Items from a data source:
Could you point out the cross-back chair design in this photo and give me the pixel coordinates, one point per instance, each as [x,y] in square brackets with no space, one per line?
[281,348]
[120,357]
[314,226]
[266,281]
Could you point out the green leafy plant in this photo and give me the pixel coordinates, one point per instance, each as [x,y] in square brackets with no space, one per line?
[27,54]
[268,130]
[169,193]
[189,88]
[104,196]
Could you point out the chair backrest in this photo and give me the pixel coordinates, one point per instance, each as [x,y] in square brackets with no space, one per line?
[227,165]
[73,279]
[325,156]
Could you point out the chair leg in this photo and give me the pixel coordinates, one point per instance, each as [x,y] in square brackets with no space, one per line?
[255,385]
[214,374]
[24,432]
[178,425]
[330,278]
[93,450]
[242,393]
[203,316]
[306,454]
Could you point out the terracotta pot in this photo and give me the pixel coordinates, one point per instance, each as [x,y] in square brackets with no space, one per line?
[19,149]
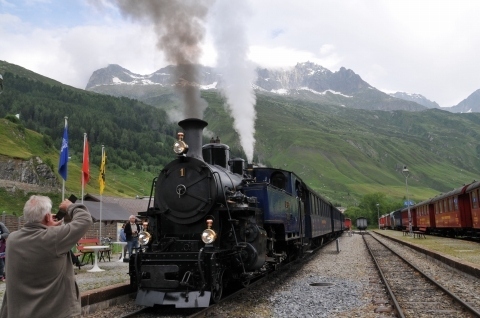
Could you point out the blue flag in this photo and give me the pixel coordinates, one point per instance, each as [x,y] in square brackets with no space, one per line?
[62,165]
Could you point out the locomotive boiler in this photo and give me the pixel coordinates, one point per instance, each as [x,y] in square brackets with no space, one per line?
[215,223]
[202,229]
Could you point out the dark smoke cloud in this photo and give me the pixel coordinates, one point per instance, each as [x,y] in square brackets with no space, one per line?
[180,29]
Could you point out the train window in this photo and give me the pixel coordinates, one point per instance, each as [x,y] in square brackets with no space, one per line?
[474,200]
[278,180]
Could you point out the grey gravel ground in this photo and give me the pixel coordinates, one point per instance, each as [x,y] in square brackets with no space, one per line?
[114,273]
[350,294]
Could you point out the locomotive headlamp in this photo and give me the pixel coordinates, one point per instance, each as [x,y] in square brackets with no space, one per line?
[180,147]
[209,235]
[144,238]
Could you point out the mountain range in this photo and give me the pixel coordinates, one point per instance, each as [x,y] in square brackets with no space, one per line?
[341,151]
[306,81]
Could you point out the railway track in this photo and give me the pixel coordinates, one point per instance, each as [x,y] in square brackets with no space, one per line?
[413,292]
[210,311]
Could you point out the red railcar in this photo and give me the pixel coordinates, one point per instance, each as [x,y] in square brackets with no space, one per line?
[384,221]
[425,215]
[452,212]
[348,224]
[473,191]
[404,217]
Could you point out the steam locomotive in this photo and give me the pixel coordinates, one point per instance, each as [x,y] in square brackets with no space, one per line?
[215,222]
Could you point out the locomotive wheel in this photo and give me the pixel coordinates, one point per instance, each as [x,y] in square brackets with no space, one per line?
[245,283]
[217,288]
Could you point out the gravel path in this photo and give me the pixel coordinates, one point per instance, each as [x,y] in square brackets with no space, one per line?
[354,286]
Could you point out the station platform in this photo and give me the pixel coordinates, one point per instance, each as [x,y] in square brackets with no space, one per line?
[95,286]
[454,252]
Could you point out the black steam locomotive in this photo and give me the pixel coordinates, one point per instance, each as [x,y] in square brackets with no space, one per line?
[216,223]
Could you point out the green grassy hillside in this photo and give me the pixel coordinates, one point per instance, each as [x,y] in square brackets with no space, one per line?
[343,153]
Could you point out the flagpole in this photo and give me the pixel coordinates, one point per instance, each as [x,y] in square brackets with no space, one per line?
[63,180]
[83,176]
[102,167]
...
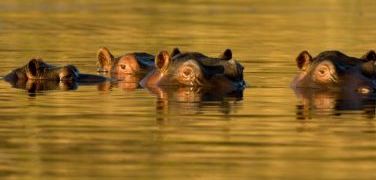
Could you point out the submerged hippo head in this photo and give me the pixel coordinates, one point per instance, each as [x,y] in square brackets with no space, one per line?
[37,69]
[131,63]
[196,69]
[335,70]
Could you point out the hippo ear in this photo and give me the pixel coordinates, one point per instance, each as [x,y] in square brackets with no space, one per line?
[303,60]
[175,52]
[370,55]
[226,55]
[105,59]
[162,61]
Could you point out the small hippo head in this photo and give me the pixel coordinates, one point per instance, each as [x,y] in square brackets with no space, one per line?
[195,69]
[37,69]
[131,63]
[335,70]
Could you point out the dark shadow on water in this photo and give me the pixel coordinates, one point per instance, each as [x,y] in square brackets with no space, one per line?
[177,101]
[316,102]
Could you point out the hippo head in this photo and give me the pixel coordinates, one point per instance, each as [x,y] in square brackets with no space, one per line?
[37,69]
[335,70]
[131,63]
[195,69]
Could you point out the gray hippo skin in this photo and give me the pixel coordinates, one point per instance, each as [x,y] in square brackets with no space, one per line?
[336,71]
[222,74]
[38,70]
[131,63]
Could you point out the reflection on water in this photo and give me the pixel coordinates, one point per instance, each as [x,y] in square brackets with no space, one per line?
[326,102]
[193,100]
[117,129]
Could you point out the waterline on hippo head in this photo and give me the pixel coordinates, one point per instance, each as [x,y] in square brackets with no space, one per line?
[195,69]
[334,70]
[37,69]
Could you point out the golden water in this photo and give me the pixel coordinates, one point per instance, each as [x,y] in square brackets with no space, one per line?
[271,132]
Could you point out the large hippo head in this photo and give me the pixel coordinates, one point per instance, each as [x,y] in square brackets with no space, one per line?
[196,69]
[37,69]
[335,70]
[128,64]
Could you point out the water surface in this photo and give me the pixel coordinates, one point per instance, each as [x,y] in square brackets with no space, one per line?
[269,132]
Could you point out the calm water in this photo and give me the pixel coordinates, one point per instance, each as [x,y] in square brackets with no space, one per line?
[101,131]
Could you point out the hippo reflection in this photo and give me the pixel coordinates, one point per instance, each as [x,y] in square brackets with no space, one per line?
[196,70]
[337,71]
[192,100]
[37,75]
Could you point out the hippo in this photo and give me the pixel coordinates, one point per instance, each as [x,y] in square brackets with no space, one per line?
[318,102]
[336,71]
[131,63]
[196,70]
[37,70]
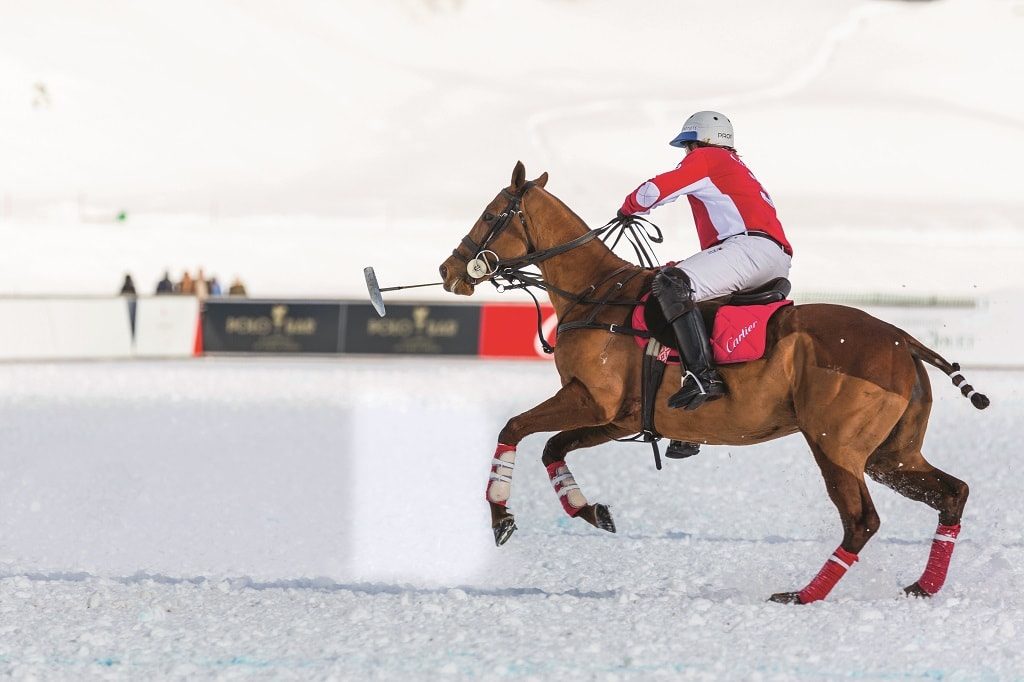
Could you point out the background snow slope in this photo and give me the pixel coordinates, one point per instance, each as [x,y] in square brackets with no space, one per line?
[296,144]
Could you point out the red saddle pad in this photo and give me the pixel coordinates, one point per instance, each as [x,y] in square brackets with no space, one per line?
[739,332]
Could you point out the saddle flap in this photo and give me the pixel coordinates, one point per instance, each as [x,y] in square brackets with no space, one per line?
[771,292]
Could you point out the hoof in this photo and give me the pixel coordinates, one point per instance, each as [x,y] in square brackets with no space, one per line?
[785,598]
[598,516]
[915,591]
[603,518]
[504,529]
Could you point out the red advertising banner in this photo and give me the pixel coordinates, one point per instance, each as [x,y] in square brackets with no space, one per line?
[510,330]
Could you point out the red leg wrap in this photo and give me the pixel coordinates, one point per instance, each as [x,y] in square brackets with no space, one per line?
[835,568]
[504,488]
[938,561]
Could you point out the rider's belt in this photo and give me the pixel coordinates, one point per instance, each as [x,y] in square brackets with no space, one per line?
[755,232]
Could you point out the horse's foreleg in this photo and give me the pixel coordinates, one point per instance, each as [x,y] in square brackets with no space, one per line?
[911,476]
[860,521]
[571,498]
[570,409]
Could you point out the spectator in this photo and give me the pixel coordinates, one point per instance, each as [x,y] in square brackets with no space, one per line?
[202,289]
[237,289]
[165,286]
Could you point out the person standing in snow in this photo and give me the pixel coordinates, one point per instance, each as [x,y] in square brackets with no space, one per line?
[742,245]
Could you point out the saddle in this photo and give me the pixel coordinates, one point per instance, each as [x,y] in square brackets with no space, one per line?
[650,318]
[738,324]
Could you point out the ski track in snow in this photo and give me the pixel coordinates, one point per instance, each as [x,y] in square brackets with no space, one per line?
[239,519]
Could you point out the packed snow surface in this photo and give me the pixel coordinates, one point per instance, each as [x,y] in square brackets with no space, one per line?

Short task:
Duplicate, word for word, the part of the rows that opens with the line containing "Could you point out the red saddle" and closes with the line containing "Could you point out the packed", both included.

Completed task:
Could you point out the red saddle pad in this photo and give me the pixel coordinates, one point per instance, each as [x,y] in square brackets with no space, one per line?
[739,332]
Could you point out the saddle flap in this photo and give me the pixel coordinates, one point per instance, each as [x,y] in square brackets with no space, one per line?
[771,292]
Could you point out the hoof in this photo and give me the pixel coordinates, one point per instance, each as [x,y] in square brackets with no space, one per line?
[785,598]
[598,516]
[915,591]
[603,518]
[504,529]
Could you point out the red advertising banner in this photo and give me the pixel coordinates, one point per instance, each as [x,y] in square brackets with no space, one per line?
[510,330]
Could you point out the red leg wrap in this photo and give me the pixel coordinates, one point per instance, each as [x,y] in square brackets with no space, one per line?
[835,568]
[504,488]
[938,561]
Could you point out the rider's belt in this photo and give me the pixel coordinates, one point per instance, each as [x,y] in square brackets with no space, one per line?
[755,232]
Could you point out the horse's foreleg in this photo and give me the pixel coordinates, one point per instance, each as [x,y] in square brackets with no space, one per line?
[911,476]
[860,521]
[571,498]
[570,409]
Could you point out the spectator in this photo and give me the pixel coordinates, one point per instance, each as [x,y] in square brackets with no space, one per line?
[202,289]
[237,289]
[165,286]
Could you point out the person standing in snow in this photo and give me the pixel coordinates, one point per instance, each as [x,y] in square brackets with no space, one per line?
[742,245]
Could you point out the saddle in this photo and give me the pixel coordinates, one point per instance, each as [x,y] in square brackets with no space, one per line?
[650,318]
[738,324]
Could you point out the ski track in snow in this photo and give me the pixel coordinates, one point per instance, each as [x,y] in square brackets with no space, one per line?
[239,519]
Could you point out the packed snow surface in this photo and give me the pixel coordinates, one point per instance, each as [x,y] in square brackets with no space, one per line?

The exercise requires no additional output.